# Goal of the exercise
I would like you to transcribe all of the data exactly.

---------- Data listing ----------

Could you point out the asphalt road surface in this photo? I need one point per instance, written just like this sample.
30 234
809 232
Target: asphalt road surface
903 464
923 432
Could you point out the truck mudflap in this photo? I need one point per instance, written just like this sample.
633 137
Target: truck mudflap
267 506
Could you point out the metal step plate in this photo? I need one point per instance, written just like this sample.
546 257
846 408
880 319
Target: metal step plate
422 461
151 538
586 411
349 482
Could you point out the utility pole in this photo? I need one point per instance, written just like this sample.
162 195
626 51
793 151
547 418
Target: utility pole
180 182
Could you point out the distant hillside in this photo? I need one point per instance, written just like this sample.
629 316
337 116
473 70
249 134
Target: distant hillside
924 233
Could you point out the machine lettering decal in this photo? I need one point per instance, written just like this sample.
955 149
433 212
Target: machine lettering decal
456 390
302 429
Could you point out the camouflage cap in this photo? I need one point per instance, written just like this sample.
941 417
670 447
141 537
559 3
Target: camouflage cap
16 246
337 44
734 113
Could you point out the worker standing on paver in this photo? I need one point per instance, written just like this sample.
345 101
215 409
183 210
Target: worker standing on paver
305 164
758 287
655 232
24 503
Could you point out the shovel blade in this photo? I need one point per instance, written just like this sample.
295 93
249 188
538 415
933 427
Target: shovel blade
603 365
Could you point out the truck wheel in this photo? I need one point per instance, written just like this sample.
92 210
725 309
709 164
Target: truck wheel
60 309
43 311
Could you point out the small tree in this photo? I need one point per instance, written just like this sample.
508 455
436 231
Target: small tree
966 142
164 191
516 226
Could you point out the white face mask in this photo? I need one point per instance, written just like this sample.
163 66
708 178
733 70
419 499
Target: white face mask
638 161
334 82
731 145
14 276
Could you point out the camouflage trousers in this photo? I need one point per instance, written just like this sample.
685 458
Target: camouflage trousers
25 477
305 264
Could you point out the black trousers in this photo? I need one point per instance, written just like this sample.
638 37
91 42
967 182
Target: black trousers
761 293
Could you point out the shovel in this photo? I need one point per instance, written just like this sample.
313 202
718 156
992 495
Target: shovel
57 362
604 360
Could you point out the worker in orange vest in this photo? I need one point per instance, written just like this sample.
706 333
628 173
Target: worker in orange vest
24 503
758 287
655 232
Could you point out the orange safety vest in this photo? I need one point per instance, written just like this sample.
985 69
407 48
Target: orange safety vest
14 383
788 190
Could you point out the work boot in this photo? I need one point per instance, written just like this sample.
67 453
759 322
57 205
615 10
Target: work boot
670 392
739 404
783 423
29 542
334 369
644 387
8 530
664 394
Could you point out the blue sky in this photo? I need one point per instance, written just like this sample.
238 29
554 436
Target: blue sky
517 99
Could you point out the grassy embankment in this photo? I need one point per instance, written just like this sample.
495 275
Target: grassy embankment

----------

# Answer to this problem
Could you point out the asphalt road surface in this photo? I need one point per instance, written just like this sample.
30 234
809 232
Target: asphalt road surface
903 464
923 432
Could you point out the truck mudflap in this photo? I need one point per instance, written just like this sample.
633 137
Target: truck mudflap
267 506
Could you point out the metal step plate in this photo? I need one point per instance, written just like this sample.
546 257
846 408
880 319
Target: metal step plate
422 461
151 538
586 411
349 482
Could you point out the utility pole in this photo? I need one point per instance, written just like this sample.
162 195
626 51
793 151
547 418
Target: utility pole
180 182
Could you point out the distant hillside in this photo? I need one point per instance, written just like this sample.
629 316
337 116
473 70
249 134
Target: distant hillside
924 233
Could you point out the machine lettering decal in this photo? I need one point per instance, written just like this sample.
955 149
433 212
Target: machine lettering decal
456 390
302 429
Could you point out the camouflage cap in this photo? I need one point per instance, written just like this sample.
941 417
670 447
141 537
559 3
Target: camouflage cap
16 246
337 44
734 113
Could you point out the worker standing on paver in this photo? I need one point per instance, written just like this sample.
345 101
215 409
183 210
Target: worker standing on paver
305 164
758 287
655 232
24 503
Could you point out the shovel blade in this photo? I need one point per instance, written just like this sample.
295 93
249 188
538 415
933 427
Target: shovel blade
603 365
Could you point out the truck wheel in this photo? I need one point per instance, written just like this sample.
92 210
725 309
709 164
Target: truck wheel
60 309
43 311
Could you point out the small tree in this photo? I need one point per instance, written just like this sample.
508 455
436 231
Target: small tree
966 142
164 191
516 226
Could you point out the white face mask in this photo? I need one point per instance, written just like this sample.
163 66
708 178
733 70
419 499
Target: white face mask
638 161
334 82
731 145
14 276
Could you point out the camouflage trousers in this photo? I need one point per instance, written just like this sample.
685 458
Target: camouflage trousers
25 477
305 264
Could you point out the black trousers in this photo? I need one point per instance, written just like this sample.
638 37
91 42
967 182
Target: black trousers
761 293
Could you point out the shovel in this photo? I need one point per instance, written just like this sample.
313 202
718 156
992 495
Target: shovel
57 362
604 360
Could you point out the worker in orange vest in this photo? I need one point per instance, written just like this sample.
706 333
628 173
Target: worker in orange vest
24 503
758 287
655 232
Could you point out the orange safety vest in this photo? I need one point per instance, written just like this sample.
985 69
407 48
Target: orange safety vest
14 383
788 190
Could you point out the work boot in this photo? I need one point per instance, written just like this sample.
67 453
759 322
57 205
615 10
Target: work boot
670 392
739 404
783 423
29 542
334 369
644 387
8 530
664 394
Could you point out the blue sky in this photo? I need one point per instance, written just like this sample.
238 29
554 436
Target: blue sky
517 99
Could you point out the grassy embankment in this photo? I need one point per instance, written just like this sample.
495 275
Target: grassy embankment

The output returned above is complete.